● **REQUIRED WORK**
Reproduce every line of the material below word for word, changing, adding, and dropping nothing.

---

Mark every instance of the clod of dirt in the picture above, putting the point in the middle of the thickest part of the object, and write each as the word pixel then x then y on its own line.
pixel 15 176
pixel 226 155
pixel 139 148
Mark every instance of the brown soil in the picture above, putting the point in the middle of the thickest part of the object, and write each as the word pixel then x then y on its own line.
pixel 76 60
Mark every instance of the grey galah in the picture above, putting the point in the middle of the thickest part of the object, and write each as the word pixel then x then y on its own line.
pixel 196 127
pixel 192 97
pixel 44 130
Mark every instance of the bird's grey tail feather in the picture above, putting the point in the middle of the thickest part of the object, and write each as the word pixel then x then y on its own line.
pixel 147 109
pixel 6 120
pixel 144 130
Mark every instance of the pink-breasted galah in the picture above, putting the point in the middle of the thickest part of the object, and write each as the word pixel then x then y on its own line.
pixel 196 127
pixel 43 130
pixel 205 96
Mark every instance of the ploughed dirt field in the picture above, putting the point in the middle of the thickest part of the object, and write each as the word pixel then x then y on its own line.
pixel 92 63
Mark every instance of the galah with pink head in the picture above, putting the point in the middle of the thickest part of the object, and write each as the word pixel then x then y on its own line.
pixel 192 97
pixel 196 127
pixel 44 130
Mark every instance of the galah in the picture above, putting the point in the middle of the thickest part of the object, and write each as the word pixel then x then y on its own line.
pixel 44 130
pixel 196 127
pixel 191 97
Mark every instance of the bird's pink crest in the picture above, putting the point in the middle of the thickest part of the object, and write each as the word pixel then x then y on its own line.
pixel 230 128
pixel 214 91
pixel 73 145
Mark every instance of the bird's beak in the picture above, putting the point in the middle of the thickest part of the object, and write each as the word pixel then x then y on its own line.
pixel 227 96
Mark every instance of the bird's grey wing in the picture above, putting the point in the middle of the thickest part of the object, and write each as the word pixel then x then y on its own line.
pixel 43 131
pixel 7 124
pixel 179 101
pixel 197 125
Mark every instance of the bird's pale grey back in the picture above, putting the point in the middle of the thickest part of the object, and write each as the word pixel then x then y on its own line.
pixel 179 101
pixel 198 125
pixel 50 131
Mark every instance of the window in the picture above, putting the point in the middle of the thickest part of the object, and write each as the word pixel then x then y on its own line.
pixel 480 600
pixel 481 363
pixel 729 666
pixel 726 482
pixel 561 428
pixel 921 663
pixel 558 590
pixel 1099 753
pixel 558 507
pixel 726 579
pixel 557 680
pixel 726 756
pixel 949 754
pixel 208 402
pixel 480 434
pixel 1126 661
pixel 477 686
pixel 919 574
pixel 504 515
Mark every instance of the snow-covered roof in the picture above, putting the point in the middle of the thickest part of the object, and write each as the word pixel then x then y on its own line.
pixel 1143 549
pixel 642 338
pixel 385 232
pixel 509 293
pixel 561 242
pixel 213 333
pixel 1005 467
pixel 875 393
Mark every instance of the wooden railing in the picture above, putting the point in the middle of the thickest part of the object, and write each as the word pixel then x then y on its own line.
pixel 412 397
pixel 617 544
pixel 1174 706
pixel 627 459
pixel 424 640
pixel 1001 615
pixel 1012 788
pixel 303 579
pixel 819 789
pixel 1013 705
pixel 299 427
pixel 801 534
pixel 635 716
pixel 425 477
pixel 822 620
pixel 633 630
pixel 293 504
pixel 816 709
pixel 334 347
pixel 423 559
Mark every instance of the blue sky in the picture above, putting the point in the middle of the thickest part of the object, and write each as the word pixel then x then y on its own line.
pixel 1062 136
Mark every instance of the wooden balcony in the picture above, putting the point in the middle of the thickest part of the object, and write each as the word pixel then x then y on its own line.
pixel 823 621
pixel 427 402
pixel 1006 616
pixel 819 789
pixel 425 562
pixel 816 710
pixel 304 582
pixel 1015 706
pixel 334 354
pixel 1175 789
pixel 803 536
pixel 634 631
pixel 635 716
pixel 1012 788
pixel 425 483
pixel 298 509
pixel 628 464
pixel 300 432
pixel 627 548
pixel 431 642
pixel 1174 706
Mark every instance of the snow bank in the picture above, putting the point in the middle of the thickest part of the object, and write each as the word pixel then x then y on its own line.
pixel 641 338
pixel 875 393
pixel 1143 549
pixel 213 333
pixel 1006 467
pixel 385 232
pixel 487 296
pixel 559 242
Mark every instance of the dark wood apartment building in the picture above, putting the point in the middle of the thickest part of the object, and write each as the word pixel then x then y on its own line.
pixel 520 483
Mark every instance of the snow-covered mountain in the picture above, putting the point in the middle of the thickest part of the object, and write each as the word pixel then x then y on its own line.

---

● **RESPONSE**
Mark every instance of the clod of dirt in the picture above, putting the point in the middle of the thickest part of the object, and write each as the word pixel then x then y on its own line.
pixel 15 176
pixel 226 155
pixel 139 148
Mark every instance of the brown soil in the picture above, putting the point in the middle of the thickest part of the object, and write each as the word pixel then x then y on its own line.
pixel 76 60
Mark every instance of the grey galah in the picture above, putting the point in the middle of the thickest part of the object, and write each as the word pixel then x then y on its own line.
pixel 196 127
pixel 192 97
pixel 44 130
Mark every instance of the bird's grey tail feather in the picture above, putting the point in the middle of the thickest part of the object, and write each as the word pixel then x then y on its own line.
pixel 147 109
pixel 6 120
pixel 144 130
Mark every instance of the pink-breasted galah in the picture above, putting the point in the middle of the thickest part of the object, and write each as the word pixel then x then y on its own line.
pixel 196 127
pixel 43 130
pixel 205 96
Mark every instance of the ploughed dirt field in the picture above, putting the point in the middle of the thickest part of the object, and write each as the word pixel then x then y on its own line.
pixel 92 63
Mark every instance of the galah with pink head in the picture above, putting the point in the middle of the thickest part of the object, and write each as the word pixel then x then y on its own line.
pixel 192 97
pixel 196 127
pixel 44 130
Mark every instance of the galah in the picture above, putting the point in the middle of the thickest part of the object, and write each as the word pixel then x then y on its own line.
pixel 44 130
pixel 196 127
pixel 191 97
Mark every instance of the bird's pink crest in the picture above, putting the point in the middle of the thickest part of the object, and write each as the word pixel then x then y on its own line.
pixel 230 128
pixel 214 91
pixel 73 145
Mark every instance of the bird's beak in the picture above, putting the point in the middle of the thickest part of the object, and write each as the word pixel then x then y on its own line.
pixel 227 96
Mark every instance of the bird's grey wing in the picture above, putting the point in the middle of the thickest part of the object, and write each as the word pixel then x then y on its own line.
pixel 43 131
pixel 7 124
pixel 179 101
pixel 197 125
Mark every instance of the bird's pale grey back in the picture above, putting the point in the middle of the thickest part of the object, and write each as the word pixel then x then y on its own line.
pixel 179 101
pixel 198 125
pixel 50 131
Mark every instance of the window in the picture above, putting the point in the middle of the thickest part of the object, and write each as the word pixel then x then y on its own line.
pixel 480 600
pixel 481 363
pixel 729 666
pixel 726 482
pixel 561 428
pixel 921 663
pixel 558 590
pixel 1099 753
pixel 558 507
pixel 726 579
pixel 557 680
pixel 726 756
pixel 949 754
pixel 208 402
pixel 480 434
pixel 1126 661
pixel 477 686
pixel 919 574
pixel 504 515
Mark every instance of the snow-covered roof in the picture above, putting the point in the middle of the thickest part of the object, and write each as the word pixel then x then y on its own line.
pixel 1143 549
pixel 642 338
pixel 385 232
pixel 509 293
pixel 561 242
pixel 213 333
pixel 1005 467
pixel 875 393
Mark every instance of the wooden railing in the picture above, putting the point in the middle of the thickest part of the object, and write each as the word pixel then x then y on its own line.
pixel 412 397
pixel 617 544
pixel 1174 706
pixel 627 459
pixel 424 640
pixel 1001 615
pixel 1012 788
pixel 303 579
pixel 819 789
pixel 1013 705
pixel 299 427
pixel 801 534
pixel 635 716
pixel 425 477
pixel 822 620
pixel 633 630
pixel 293 504
pixel 816 709
pixel 334 347
pixel 423 559
Mark every instance of the blue sky in the picture above, putting the point in the middle of the thickest part of the object, and write each as the word pixel then x then y on its own line.
pixel 1062 136
Mark every instance of the wooden balcony in the picture above, putting the point in the middle of the thickest part of the object, and write each as the word pixel then x then y on its own line.
pixel 823 621
pixel 427 402
pixel 1006 616
pixel 819 789
pixel 425 562
pixel 816 710
pixel 304 582
pixel 1015 706
pixel 334 354
pixel 1175 789
pixel 803 536
pixel 634 631
pixel 635 716
pixel 1012 788
pixel 425 483
pixel 298 509
pixel 628 464
pixel 300 432
pixel 627 548
pixel 431 642
pixel 1174 706
Mark every instance of the snow bank in the picture above, putting the point in the middle of the thickest part of the object, and write each as the word pixel then x then y on its own line.
pixel 641 338
pixel 875 393
pixel 1143 549
pixel 213 333
pixel 1006 467
pixel 385 232
pixel 487 296
pixel 559 242
Mark every instance of the dark wood apartment building in the picture above, putting the point in the middle of the thickest part of the object, and write each as the word pixel then x then y on its own line.
pixel 520 483
Mark every instance of the snow-covered mountain in the picture above, putting the point in the middle of the thickest part of the object, and write each as the word pixel then x then y on its own line.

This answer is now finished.